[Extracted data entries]
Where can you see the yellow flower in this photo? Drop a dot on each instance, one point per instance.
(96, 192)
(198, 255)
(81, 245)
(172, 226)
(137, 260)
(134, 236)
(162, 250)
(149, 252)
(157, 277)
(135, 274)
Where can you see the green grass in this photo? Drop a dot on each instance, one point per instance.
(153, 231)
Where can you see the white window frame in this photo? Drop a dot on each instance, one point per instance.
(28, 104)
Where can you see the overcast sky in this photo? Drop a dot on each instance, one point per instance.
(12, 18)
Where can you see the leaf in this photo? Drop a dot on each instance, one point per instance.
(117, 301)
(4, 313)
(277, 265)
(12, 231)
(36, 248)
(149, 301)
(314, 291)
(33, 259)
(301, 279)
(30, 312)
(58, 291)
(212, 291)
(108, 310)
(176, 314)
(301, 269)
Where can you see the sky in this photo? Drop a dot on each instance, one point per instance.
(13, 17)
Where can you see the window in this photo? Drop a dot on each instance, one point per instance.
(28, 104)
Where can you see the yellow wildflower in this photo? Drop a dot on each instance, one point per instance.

**Given request**
Update the records above so that every "Drop a dot" becomes "Place a dot", changing nothing else.

**Solution for this problem**
Where can you see the yellow flower in this photo? Place a dot on each instance, one point per instance.
(96, 192)
(198, 255)
(81, 245)
(172, 226)
(137, 260)
(134, 236)
(162, 250)
(149, 252)
(157, 277)
(135, 274)
Where can you see the green grass in this photo? Place a dot on each instance, one point per instance.
(153, 231)
Where can you see the white window frame in this photo? Place a dot on each instance, one point per instance.
(28, 104)
Where can you see the overcast sky in this photo? Place a dot on each instance, one point per instance.
(12, 18)
Where can you see the leaf in this photo? Place a dot on each instance, one point per instance.
(117, 301)
(4, 313)
(277, 265)
(12, 231)
(36, 248)
(149, 301)
(314, 291)
(33, 259)
(301, 279)
(30, 312)
(58, 291)
(212, 291)
(108, 310)
(176, 314)
(301, 269)
Where can you see the sky in this photo? Place a dot on each instance, one point per instance.
(13, 17)
Where can you see the window in this photo? Place a dot on each instance, one point per instance.
(28, 104)
Where can you see the yellow wildflower in this photo? Place a dot on each instance, one point per instance.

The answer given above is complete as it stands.